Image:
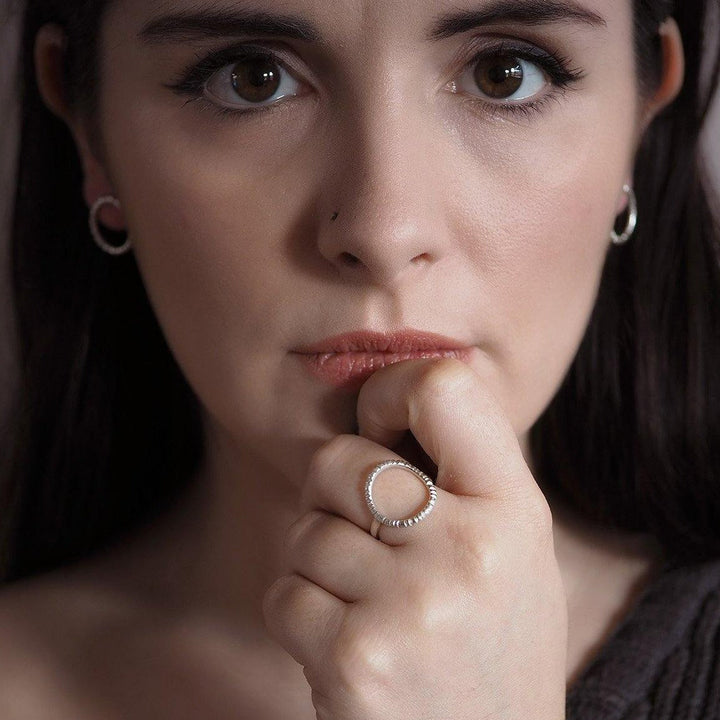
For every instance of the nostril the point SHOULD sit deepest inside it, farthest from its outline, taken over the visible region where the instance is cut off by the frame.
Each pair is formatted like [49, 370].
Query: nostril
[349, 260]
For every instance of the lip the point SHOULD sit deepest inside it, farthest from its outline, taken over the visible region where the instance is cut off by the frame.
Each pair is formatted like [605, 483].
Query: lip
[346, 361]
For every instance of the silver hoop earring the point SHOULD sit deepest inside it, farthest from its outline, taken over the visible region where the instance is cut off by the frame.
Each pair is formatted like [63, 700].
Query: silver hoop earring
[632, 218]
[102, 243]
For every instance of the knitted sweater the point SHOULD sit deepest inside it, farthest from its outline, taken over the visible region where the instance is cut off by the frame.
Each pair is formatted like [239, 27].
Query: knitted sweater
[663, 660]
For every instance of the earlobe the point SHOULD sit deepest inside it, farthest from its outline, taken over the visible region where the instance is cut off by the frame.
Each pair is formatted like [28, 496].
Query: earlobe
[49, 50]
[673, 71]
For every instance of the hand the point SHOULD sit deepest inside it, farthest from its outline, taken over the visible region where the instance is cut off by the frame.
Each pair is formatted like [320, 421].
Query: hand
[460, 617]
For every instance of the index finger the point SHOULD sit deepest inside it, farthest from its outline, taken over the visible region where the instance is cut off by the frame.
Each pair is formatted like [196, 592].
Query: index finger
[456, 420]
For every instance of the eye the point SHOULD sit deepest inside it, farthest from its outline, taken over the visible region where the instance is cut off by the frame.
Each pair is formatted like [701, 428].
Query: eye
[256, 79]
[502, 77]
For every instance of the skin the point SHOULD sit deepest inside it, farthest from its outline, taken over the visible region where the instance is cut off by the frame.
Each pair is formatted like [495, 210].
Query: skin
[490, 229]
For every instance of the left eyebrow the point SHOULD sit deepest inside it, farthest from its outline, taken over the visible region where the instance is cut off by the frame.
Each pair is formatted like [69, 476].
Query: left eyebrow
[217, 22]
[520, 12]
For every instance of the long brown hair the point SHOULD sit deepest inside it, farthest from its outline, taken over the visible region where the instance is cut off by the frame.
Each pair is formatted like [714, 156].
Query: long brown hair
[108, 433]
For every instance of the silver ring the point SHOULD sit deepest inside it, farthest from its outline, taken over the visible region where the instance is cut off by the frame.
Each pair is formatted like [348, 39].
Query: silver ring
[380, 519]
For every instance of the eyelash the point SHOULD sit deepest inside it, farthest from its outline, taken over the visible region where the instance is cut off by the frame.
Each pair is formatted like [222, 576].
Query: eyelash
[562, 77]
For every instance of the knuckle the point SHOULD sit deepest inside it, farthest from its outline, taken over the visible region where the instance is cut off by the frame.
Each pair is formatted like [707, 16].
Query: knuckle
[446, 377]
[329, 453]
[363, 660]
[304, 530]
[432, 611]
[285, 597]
····················
To be done:
Rewrite the entries above as a numbered list, skipping blank lines and leaving out the pictures.

Solution for this problem:
1. Image:
2. For every instance of the nostril the point SHOULD sit deepest inside it, farthest from its outline, taken over the visible region where the instance is cut off by the frame.
3. Each pair is formatted like [49, 370].
4. Query: nostril
5. [349, 260]
6. For every instance of the lip the point SHOULD sit deepest inside it, farthest from its outline, taken over the visible region where the instance is cut off by the frame.
7. Each pair is formatted like [605, 483].
8. Query: lip
9. [346, 361]
10. For every instance of the silver hoop earring the point SHOULD sit deepest inside it, farthest from its outline, taken over the visible region where the instance is cut off by the frame.
11. Each pair is formatted like [63, 700].
12. Query: silver hoop earring
13. [632, 218]
14. [102, 243]
15. For every instance of the knitted sweater the point SHOULD sit deepest inside it, farthest from its outline, taken over the visible region where the instance is cut off by the frame.
16. Each pair is formatted like [239, 27].
17. Query: knitted sweater
18. [663, 660]
19. For every instance of the earlobe the point SHOULD sit deepest inside it, farthest from its outline, taken over the visible region where the instance is cut off by the frame.
20. Each pair is formatted like [28, 496].
21. Query: earlobe
22. [49, 50]
23. [673, 71]
24. For every instance of the hand the point SHOULD sit deepest inside it, farthest from its outline, taken over the visible region where the instance is cut off by the frame.
25. Each pair is formatted like [320, 421].
26. Query: hand
27. [460, 617]
28. For every instance of the index finger the point SHOULD sit deepest inside it, farthest from its outline, taken over the visible region where the instance is cut off by the frame.
29. Each pair is formatted like [196, 592].
30. Query: index finger
31. [456, 420]
32. For every instance of the eye the point SHOULD sit deepest inside it, farthest from its outline, taken over the visible region where the instance is cut off by the frame.
33. Each pair is formatted like [701, 428].
34. Query: eye
35. [256, 79]
36. [502, 77]
37. For every instance of the skin the point SHOULD sit deepest inside it, farthest from its outline, taken over the visible region where the instance is cut off by the frame.
38. Each pair is formatted like [495, 210].
39. Query: skin
40. [490, 229]
41. For every instance of the left eyebrow the point SHOULD sit deepest inside it, farthest from its outline, taken over the visible region where the instance is cut off by the frame.
42. Each pair is formatted like [69, 476].
43. Query: left eyebrow
44. [217, 22]
45. [520, 12]
46. For every instance of the long brown hair the point SHOULD sit deepest inside it, farthest from its outline, taken over the visible region where the instance is cut off by the frame.
47. Each pair is formatted like [714, 156].
48. Query: long brown hair
49. [108, 433]
50. For every instance of the silver ring the point SHOULD sit deepest inside it, farthest from its outline, taken over the visible region where the instance is cut off by the frame.
51. Each pair is formatted like [348, 39].
52. Query: silver ring
53. [380, 519]
54. For every instance of the eyelash the point SHOULD sit deepest inside it, farthest from its outline, taken over the visible region where the instance is cut off by the frame.
55. Each pair is formatted like [222, 576].
56. Query: eyelash
57. [562, 77]
58. For every instance of the knuckle the point SHOULD sit deepest inside it, farthest from its outline, taken over the visible region where the instance is cut off by the frame.
59. Each pair is formatted like [707, 16].
60. Query: knuckle
61. [446, 377]
62. [329, 453]
63. [363, 660]
64. [304, 530]
65. [432, 611]
66. [285, 597]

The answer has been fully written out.